▸ **WHAT TO WORK ON**
Write out exactly the lines from the start of the entries through the one that contains "Query: triangular pennant flag", including both.

▸ **SOURCE DATA**
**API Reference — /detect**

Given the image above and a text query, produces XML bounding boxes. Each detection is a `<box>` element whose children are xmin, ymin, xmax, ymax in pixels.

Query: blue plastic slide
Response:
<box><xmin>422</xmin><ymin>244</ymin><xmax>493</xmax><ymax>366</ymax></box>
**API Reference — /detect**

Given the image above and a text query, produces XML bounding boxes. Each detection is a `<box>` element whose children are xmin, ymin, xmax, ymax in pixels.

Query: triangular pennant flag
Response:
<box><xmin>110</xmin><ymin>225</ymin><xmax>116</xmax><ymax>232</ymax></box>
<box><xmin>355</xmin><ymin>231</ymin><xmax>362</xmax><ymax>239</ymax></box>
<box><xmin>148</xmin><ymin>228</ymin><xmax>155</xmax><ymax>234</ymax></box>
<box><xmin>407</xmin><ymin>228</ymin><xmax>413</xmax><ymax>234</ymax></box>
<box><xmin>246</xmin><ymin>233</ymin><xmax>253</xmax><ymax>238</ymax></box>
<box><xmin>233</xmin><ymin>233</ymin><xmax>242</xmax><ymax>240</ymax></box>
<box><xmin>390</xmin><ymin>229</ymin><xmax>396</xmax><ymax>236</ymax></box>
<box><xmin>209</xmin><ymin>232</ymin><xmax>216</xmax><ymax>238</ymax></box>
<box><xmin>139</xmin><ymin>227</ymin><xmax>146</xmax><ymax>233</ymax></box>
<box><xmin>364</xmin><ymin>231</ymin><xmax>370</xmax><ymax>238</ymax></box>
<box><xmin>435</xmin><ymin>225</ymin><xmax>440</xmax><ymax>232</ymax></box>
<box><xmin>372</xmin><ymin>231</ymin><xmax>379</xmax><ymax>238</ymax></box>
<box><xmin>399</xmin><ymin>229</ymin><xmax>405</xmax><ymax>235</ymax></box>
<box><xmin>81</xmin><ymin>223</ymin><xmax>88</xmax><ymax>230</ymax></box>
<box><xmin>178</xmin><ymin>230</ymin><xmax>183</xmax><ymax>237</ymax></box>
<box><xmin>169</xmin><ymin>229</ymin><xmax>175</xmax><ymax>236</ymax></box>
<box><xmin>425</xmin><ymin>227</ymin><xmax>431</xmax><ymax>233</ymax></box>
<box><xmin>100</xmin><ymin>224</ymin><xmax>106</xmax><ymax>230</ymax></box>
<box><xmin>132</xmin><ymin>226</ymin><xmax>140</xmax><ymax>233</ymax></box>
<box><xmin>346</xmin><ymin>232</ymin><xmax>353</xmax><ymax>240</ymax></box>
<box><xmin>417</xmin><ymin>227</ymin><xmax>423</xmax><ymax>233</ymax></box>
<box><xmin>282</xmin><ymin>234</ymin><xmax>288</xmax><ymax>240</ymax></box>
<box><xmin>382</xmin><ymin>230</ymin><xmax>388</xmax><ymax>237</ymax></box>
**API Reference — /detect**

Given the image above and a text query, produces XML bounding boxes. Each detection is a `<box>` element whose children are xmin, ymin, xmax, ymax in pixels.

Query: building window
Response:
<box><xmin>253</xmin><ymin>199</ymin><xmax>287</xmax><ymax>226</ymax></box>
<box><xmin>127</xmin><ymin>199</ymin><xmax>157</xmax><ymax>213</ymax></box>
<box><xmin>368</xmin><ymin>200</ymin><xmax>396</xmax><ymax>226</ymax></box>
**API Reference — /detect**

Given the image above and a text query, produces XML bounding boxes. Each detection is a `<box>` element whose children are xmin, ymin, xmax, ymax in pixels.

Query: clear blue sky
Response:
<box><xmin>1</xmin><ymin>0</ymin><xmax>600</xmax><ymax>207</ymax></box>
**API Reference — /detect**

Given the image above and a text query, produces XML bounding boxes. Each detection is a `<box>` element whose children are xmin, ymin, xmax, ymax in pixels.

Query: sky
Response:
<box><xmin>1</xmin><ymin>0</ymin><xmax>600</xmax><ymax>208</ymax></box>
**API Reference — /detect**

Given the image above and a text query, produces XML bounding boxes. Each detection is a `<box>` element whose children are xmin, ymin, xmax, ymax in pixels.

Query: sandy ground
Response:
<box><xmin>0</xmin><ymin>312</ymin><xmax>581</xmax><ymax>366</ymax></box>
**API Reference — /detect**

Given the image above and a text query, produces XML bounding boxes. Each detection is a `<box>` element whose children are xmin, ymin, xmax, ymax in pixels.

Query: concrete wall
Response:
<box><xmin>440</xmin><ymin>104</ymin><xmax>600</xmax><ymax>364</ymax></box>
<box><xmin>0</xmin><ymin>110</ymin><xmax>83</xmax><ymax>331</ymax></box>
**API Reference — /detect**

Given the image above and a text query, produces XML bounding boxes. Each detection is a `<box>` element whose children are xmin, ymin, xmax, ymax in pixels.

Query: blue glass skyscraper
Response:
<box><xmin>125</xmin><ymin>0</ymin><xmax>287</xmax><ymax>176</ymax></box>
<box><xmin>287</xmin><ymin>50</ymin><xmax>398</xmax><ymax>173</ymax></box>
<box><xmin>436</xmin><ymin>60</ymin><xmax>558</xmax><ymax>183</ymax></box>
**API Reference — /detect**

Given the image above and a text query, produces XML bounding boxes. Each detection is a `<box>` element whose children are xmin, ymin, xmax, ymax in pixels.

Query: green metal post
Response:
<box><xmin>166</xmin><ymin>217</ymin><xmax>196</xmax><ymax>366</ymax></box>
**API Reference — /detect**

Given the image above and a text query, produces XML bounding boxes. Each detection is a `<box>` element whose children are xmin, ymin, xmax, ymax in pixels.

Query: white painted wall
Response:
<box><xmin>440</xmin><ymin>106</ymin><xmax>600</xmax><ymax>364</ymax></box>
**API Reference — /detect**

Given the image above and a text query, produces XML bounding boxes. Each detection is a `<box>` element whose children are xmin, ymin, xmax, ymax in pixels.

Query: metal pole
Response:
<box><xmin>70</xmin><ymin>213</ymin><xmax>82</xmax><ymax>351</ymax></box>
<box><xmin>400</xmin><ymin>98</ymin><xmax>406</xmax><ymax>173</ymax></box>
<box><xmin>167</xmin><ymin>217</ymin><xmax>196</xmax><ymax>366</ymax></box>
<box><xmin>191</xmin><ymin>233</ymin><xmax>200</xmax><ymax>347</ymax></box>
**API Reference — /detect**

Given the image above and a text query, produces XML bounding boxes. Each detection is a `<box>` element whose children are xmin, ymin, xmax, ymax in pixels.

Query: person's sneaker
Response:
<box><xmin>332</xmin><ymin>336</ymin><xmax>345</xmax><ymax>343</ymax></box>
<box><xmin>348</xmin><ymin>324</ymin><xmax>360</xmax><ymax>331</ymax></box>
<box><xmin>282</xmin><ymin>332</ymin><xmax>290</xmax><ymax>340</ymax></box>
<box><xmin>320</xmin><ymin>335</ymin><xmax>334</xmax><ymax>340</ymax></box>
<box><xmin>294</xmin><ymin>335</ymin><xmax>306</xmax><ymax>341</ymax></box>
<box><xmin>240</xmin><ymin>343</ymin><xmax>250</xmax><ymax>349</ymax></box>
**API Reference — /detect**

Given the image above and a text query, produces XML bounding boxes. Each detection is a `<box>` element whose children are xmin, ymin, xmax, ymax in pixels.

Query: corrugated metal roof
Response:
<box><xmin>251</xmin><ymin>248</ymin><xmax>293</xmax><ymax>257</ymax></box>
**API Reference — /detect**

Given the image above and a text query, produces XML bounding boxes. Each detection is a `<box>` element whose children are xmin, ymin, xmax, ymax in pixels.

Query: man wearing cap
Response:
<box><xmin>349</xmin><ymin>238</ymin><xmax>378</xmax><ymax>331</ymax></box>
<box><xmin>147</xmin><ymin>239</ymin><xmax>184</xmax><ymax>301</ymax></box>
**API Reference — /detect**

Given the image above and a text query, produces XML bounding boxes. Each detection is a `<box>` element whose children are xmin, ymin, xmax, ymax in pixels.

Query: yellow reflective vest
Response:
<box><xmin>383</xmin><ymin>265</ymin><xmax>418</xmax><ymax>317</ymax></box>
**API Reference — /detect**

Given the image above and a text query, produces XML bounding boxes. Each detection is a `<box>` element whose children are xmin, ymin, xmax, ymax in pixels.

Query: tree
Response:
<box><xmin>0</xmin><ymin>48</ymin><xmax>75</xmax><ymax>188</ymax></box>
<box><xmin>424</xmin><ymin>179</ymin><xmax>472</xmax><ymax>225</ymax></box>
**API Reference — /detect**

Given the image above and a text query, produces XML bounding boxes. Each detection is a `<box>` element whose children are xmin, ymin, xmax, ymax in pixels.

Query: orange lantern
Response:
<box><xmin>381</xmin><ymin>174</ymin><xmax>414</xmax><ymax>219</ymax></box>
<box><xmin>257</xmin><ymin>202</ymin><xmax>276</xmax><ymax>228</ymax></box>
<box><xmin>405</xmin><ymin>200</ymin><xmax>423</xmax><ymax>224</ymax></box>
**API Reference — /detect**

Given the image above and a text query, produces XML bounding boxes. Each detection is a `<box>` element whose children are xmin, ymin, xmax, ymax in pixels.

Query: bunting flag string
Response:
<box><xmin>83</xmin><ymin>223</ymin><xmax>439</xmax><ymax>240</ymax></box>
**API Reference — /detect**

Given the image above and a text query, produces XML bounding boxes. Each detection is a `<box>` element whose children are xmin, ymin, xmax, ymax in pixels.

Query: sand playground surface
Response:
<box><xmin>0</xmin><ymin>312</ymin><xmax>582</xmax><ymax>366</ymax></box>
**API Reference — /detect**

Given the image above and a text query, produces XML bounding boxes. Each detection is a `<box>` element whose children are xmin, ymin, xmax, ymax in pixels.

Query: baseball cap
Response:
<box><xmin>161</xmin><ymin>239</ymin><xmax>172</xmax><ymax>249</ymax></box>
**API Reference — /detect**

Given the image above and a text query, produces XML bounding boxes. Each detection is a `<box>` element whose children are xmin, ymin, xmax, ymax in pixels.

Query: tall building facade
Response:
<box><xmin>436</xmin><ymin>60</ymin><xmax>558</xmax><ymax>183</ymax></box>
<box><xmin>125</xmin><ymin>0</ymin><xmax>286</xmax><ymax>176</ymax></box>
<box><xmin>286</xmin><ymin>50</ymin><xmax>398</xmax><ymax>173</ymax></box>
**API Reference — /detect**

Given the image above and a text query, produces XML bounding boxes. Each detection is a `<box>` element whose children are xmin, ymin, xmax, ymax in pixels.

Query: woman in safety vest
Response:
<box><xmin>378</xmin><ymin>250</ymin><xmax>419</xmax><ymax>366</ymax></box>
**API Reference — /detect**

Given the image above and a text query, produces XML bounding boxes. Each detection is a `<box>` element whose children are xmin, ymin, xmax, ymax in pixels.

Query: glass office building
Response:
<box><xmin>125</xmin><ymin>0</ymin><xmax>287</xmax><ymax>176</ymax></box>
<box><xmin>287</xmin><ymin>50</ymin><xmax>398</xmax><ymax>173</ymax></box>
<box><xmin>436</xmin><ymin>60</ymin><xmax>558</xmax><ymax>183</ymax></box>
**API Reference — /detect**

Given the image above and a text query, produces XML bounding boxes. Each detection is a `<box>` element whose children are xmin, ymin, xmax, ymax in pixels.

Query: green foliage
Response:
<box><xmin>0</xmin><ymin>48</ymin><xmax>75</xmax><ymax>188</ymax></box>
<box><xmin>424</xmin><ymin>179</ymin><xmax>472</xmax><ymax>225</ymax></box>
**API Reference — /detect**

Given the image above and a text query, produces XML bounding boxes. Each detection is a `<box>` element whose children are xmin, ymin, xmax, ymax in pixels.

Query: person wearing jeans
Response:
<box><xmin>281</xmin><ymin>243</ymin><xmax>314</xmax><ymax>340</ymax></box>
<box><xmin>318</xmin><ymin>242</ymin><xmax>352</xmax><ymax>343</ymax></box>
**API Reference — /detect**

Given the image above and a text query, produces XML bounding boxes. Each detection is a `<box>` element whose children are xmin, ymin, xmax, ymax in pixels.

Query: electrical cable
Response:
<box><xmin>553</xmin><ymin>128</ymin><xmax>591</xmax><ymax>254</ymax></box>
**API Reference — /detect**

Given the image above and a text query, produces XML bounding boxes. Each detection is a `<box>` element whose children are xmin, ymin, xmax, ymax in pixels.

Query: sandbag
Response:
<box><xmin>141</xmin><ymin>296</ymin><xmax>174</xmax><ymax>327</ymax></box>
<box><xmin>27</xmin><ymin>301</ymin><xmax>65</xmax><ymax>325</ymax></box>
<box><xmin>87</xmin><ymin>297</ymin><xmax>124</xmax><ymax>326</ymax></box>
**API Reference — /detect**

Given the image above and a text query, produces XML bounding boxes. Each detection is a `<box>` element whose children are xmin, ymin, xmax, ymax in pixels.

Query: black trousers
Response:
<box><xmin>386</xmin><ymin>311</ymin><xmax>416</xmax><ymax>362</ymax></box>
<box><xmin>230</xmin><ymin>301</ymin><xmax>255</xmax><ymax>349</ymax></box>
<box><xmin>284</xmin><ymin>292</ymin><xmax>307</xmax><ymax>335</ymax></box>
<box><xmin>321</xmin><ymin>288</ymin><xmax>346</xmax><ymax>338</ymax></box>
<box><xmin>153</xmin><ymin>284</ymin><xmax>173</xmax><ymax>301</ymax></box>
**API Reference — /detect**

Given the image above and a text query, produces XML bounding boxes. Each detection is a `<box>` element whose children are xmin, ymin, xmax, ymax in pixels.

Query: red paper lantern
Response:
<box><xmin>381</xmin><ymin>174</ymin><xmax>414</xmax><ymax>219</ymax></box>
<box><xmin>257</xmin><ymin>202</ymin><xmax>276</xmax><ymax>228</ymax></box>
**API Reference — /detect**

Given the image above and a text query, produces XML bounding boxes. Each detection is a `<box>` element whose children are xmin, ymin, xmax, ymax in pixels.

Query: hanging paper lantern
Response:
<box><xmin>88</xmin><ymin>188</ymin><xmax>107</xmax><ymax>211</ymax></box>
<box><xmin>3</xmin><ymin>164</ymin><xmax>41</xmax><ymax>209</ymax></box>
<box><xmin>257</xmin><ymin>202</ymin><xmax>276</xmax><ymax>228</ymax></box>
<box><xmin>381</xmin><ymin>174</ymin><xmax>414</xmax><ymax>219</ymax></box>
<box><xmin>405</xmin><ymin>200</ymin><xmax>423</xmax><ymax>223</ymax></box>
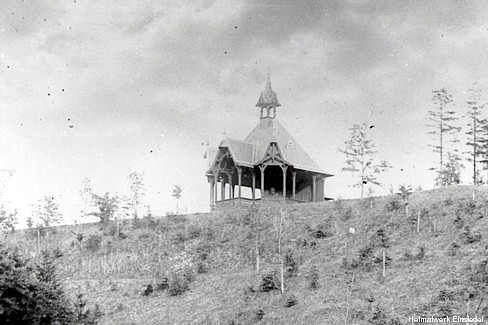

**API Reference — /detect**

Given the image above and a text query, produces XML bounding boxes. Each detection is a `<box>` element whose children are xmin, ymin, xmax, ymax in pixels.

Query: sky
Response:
<box><xmin>2</xmin><ymin>0</ymin><xmax>488</xmax><ymax>226</ymax></box>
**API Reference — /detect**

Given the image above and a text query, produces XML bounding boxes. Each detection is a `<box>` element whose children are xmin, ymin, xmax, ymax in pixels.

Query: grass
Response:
<box><xmin>3</xmin><ymin>185</ymin><xmax>488</xmax><ymax>324</ymax></box>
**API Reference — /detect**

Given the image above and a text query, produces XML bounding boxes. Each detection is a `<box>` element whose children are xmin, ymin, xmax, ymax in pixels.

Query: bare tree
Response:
<box><xmin>339</xmin><ymin>123</ymin><xmax>391</xmax><ymax>198</ymax></box>
<box><xmin>172</xmin><ymin>185</ymin><xmax>182</xmax><ymax>215</ymax></box>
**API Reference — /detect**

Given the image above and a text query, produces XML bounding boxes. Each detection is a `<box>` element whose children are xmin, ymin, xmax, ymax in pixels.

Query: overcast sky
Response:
<box><xmin>2</xmin><ymin>0</ymin><xmax>488</xmax><ymax>225</ymax></box>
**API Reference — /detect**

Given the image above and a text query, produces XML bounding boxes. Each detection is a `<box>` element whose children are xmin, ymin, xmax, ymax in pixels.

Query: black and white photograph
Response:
<box><xmin>1</xmin><ymin>0</ymin><xmax>488</xmax><ymax>324</ymax></box>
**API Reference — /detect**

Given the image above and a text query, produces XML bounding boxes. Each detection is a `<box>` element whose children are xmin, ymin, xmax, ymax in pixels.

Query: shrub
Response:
<box><xmin>372</xmin><ymin>229</ymin><xmax>390</xmax><ymax>248</ymax></box>
<box><xmin>168</xmin><ymin>274</ymin><xmax>190</xmax><ymax>296</ymax></box>
<box><xmin>461</xmin><ymin>225</ymin><xmax>481</xmax><ymax>244</ymax></box>
<box><xmin>284</xmin><ymin>293</ymin><xmax>298</xmax><ymax>307</ymax></box>
<box><xmin>368</xmin><ymin>305</ymin><xmax>401</xmax><ymax>325</ymax></box>
<box><xmin>255</xmin><ymin>309</ymin><xmax>265</xmax><ymax>321</ymax></box>
<box><xmin>284</xmin><ymin>250</ymin><xmax>298</xmax><ymax>278</ymax></box>
<box><xmin>155</xmin><ymin>277</ymin><xmax>169</xmax><ymax>291</ymax></box>
<box><xmin>307</xmin><ymin>265</ymin><xmax>319</xmax><ymax>290</ymax></box>
<box><xmin>447</xmin><ymin>242</ymin><xmax>460</xmax><ymax>256</ymax></box>
<box><xmin>188</xmin><ymin>225</ymin><xmax>201</xmax><ymax>239</ymax></box>
<box><xmin>196</xmin><ymin>261</ymin><xmax>208</xmax><ymax>274</ymax></box>
<box><xmin>0</xmin><ymin>246</ymin><xmax>100</xmax><ymax>324</ymax></box>
<box><xmin>260</xmin><ymin>273</ymin><xmax>278</xmax><ymax>292</ymax></box>
<box><xmin>84</xmin><ymin>234</ymin><xmax>102</xmax><ymax>253</ymax></box>
<box><xmin>384</xmin><ymin>197</ymin><xmax>401</xmax><ymax>212</ymax></box>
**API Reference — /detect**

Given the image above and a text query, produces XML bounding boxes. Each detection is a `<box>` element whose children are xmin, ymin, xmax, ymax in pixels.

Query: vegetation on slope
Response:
<box><xmin>2</xmin><ymin>185</ymin><xmax>488</xmax><ymax>324</ymax></box>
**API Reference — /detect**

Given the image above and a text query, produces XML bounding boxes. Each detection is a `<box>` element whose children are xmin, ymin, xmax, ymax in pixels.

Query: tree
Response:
<box><xmin>464</xmin><ymin>83</ymin><xmax>486</xmax><ymax>185</ymax></box>
<box><xmin>438</xmin><ymin>152</ymin><xmax>463</xmax><ymax>185</ymax></box>
<box><xmin>339</xmin><ymin>123</ymin><xmax>391</xmax><ymax>198</ymax></box>
<box><xmin>172</xmin><ymin>185</ymin><xmax>182</xmax><ymax>215</ymax></box>
<box><xmin>397</xmin><ymin>184</ymin><xmax>413</xmax><ymax>216</ymax></box>
<box><xmin>427</xmin><ymin>88</ymin><xmax>461</xmax><ymax>186</ymax></box>
<box><xmin>0</xmin><ymin>204</ymin><xmax>17</xmax><ymax>232</ymax></box>
<box><xmin>35</xmin><ymin>196</ymin><xmax>62</xmax><ymax>227</ymax></box>
<box><xmin>79</xmin><ymin>177</ymin><xmax>93</xmax><ymax>219</ymax></box>
<box><xmin>128</xmin><ymin>171</ymin><xmax>145</xmax><ymax>219</ymax></box>
<box><xmin>272</xmin><ymin>207</ymin><xmax>288</xmax><ymax>294</ymax></box>
<box><xmin>89</xmin><ymin>192</ymin><xmax>118</xmax><ymax>225</ymax></box>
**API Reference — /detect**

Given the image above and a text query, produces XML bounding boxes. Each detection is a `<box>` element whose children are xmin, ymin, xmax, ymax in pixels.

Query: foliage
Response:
<box><xmin>128</xmin><ymin>171</ymin><xmax>145</xmax><ymax>219</ymax></box>
<box><xmin>172</xmin><ymin>184</ymin><xmax>183</xmax><ymax>215</ymax></box>
<box><xmin>0</xmin><ymin>204</ymin><xmax>17</xmax><ymax>232</ymax></box>
<box><xmin>79</xmin><ymin>177</ymin><xmax>93</xmax><ymax>219</ymax></box>
<box><xmin>167</xmin><ymin>269</ymin><xmax>193</xmax><ymax>296</ymax></box>
<box><xmin>284</xmin><ymin>293</ymin><xmax>298</xmax><ymax>307</ymax></box>
<box><xmin>89</xmin><ymin>192</ymin><xmax>118</xmax><ymax>224</ymax></box>
<box><xmin>339</xmin><ymin>123</ymin><xmax>391</xmax><ymax>198</ymax></box>
<box><xmin>34</xmin><ymin>195</ymin><xmax>62</xmax><ymax>227</ymax></box>
<box><xmin>397</xmin><ymin>184</ymin><xmax>413</xmax><ymax>202</ymax></box>
<box><xmin>307</xmin><ymin>265</ymin><xmax>319</xmax><ymax>290</ymax></box>
<box><xmin>260</xmin><ymin>273</ymin><xmax>278</xmax><ymax>292</ymax></box>
<box><xmin>84</xmin><ymin>234</ymin><xmax>102</xmax><ymax>252</ymax></box>
<box><xmin>0</xmin><ymin>245</ymin><xmax>100</xmax><ymax>324</ymax></box>
<box><xmin>436</xmin><ymin>152</ymin><xmax>463</xmax><ymax>186</ymax></box>
<box><xmin>464</xmin><ymin>83</ymin><xmax>486</xmax><ymax>185</ymax></box>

▸ **WRITTEN ANSWER**
**API Reference — /detect**

Given the image above and a text query, produces XML bounding boxes. Each detection is a `<box>` element whose children are xmin, ymin, xmax, ymax in pixels.

Query: blue plastic slide
Response:
<box><xmin>422</xmin><ymin>244</ymin><xmax>493</xmax><ymax>366</ymax></box>
**API Reference — /detect**

Given the image above and a text query, produces XML bounding boxes. Each detection is a `<box>` element whose children are xmin, ymin, xmax, ymax in pixels.

Query: triangular pennant flag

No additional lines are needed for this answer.